───── Excerpt provided
I have two lists of Strings. Need to create a map of occurrences of each string of one list in another list of string. If a String is present even more than in a single string, it should be counted as one occurrence.
For example:
String[] listA={"the", "you" , "how"};
String[] listB = {"the dog ate the food", "how is the weather" , "how are you"};
The Map<String, Integer> map
will take keys as Strings from listA
, and value as the occurence. So map will have key-values as : ("the",2)("you",1)("how",2)
.
Note: Though "the"
is repeated twice in "the dog ate the food"
, it counted as only one occurrence as it is in the same string.
How do I write this using java-stream? I tried this approach but does not work:
Set<String> sentenceSet = Stream.of(listB).collect(Collectors.toSet());
Map<String, Long> frequency1 = Stream.of(listA)
.filter(e -> sentenceSet.contains(e))
.collect(Collectors.groupingBy(t -> t, Collectors.counting()));
You need to extract all the words from listB
and keep only these that are also listed in listA
. Then you simply collect the pairs word -> count to the Map<String, Long>
:
String[] listA={"the", "you", "how"};
String[] listB = {"the dog ate the food", "how is the weather" , "how are you"};
Set<String> qualified = new HashSet<>(Arrays.asList(listA)); // make searching easier
Map<String, Long> map = Arrays.stream(listB) // stream the sentences
.map(sentence -> sentence.split("\\s+")) // split by words to Stream<String[]>
.flatMap(words -> Arrays.stream(words) // flatmap to Stream<String>
.distinct()) // ... as distinct words by sentence
.filter(qualified::contains) // keep only the qualified words
.collect(Collectors.groupingBy( // collect to the Map
Function.identity(), // ... the key is the words itself
Collectors.counting())); // ... the value is its frequency
Output:
{the=2, how=2, you=1}
──────────
## Directive 1
From the thread on counting words with Java streams, print the passage from "I have two lists" up to and including "the same string.".
## Directive 2
In the thread on counting words with Java streams, what does the answer's code turn listA into to make searching easier?
## Directive 3
Based on the thread on counting words with Java streams, decide whether each statement agrees with the text. Answer yes or no for each, quoting the words that decide it.
(a) In the expected map, "you" has a value of 2.
(b) The answer's code uses distinct() so that a word counts only once per sentence.
(c) The asker's attempt collected listB into a Set.
───── Data
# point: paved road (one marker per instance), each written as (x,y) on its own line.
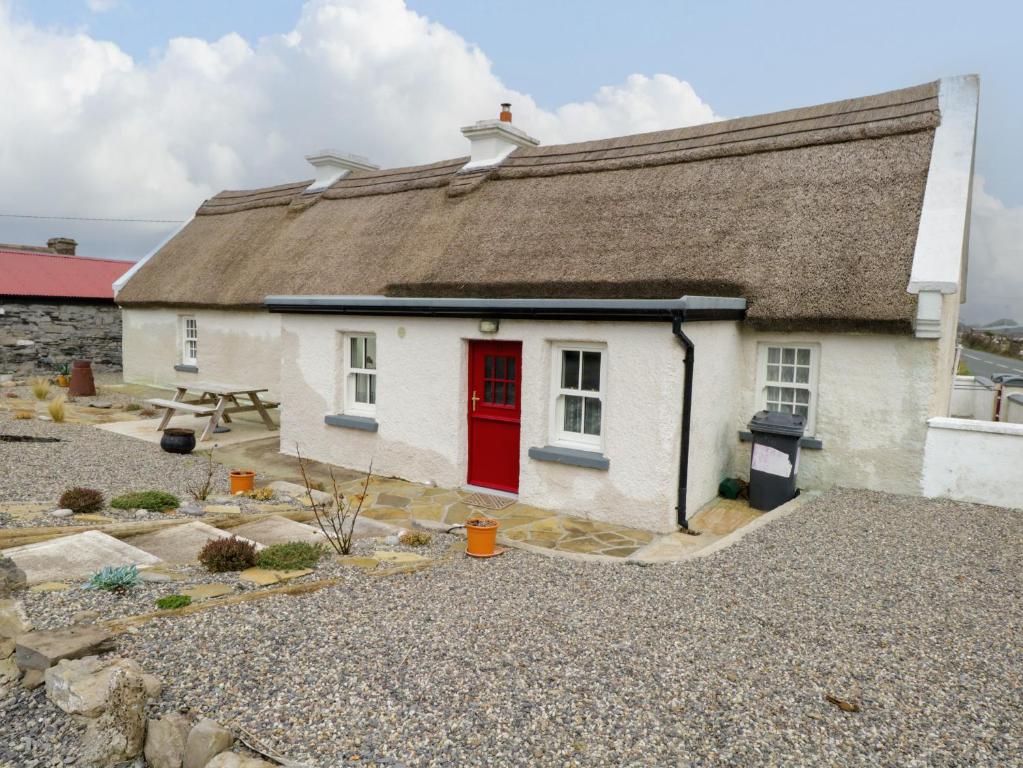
──────────
## Answer 1
I have two lists of Strings. Need to create a map of occurrences of each string of one list in another list of string. If a String is present even more than in a single string, it should be counted as one occurrence.
For example:
String[] listA={"the", "you" , "how"};
String[] listB = {"the dog ate the food", "how is the weather" , "how are you"};
The Map<String, Integer> map
will take keys as Strings from listA
, and value as the occurence. So map will have key-values as : ("the",2)("you",1)("how",2)
.
Note: Though "the"
is repeated twice in "the dog ate the food"
, it counted as only one occurrence as it is in the same string.

## Answer 2
A HashSet, named qualified.

## Answer 3
(a) No: "So map will have key-values as : ("the",2)("you",1)("how",2)"
(b) Yes: ".distinct()) // ... as distinct words by sentence"
(c) Yes: "Set<String> sentenceSet = Stream.of(listB).collect(Collectors.toSet());"